* **STATED TASK**
List every line of the listing below that contains the word "water", copying each such line in full. Count a line only when the word appears there in the same case.

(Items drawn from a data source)

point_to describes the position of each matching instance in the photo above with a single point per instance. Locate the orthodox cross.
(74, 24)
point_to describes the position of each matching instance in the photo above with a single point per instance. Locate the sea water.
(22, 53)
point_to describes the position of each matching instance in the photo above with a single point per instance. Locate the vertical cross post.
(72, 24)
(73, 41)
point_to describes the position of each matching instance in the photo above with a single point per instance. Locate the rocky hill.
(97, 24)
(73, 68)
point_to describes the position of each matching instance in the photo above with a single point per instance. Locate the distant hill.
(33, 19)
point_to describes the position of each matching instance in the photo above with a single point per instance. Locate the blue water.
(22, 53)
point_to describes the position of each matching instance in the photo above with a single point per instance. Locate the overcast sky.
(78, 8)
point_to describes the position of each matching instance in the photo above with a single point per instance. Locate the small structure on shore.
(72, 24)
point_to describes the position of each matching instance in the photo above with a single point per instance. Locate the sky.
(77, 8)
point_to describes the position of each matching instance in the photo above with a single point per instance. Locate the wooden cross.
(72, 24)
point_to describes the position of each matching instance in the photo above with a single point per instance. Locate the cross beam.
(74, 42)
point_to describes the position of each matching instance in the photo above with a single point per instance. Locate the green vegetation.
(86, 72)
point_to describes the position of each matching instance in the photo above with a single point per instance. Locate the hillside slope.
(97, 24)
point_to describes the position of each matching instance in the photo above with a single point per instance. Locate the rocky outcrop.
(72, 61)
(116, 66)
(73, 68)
---
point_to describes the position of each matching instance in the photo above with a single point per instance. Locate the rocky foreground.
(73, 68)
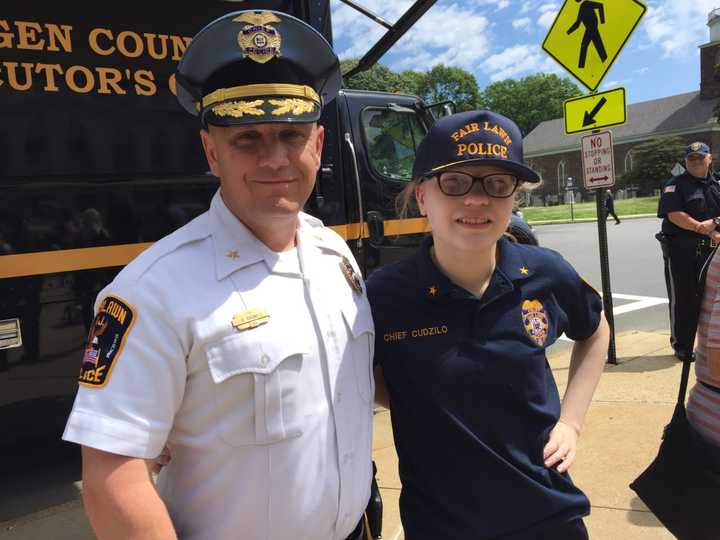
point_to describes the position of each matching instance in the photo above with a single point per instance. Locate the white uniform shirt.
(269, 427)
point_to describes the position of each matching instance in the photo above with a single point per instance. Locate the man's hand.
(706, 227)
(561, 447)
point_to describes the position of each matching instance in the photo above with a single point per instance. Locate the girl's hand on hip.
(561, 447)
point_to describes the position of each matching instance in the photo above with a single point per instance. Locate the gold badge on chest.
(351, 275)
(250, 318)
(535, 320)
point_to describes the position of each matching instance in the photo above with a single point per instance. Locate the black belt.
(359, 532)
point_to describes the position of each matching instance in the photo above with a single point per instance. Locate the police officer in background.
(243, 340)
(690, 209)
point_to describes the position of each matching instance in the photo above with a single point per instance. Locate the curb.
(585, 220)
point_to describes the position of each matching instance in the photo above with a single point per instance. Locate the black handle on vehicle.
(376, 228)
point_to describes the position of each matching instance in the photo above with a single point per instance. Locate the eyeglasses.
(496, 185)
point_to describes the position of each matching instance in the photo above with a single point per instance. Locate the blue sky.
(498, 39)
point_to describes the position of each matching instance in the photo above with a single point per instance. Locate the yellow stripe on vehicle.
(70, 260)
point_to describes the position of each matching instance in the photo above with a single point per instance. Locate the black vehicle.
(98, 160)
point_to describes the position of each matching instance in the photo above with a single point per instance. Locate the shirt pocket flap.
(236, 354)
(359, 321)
==
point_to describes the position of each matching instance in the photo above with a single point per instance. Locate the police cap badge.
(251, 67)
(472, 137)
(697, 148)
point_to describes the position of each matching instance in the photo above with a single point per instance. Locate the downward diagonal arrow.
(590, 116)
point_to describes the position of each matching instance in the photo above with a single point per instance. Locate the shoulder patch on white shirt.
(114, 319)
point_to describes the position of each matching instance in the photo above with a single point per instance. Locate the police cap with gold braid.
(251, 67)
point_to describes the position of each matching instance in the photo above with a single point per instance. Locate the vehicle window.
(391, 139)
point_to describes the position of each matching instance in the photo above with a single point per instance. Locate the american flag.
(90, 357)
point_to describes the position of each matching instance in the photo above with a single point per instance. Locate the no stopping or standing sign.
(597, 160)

* **ANSWER**
point_to describes the position of each matching instance in the photo above with a single point per instance. Locate the sea water.
point_to describes the position of each matching instance in the photo above with a single point per instance. Locate the blue water.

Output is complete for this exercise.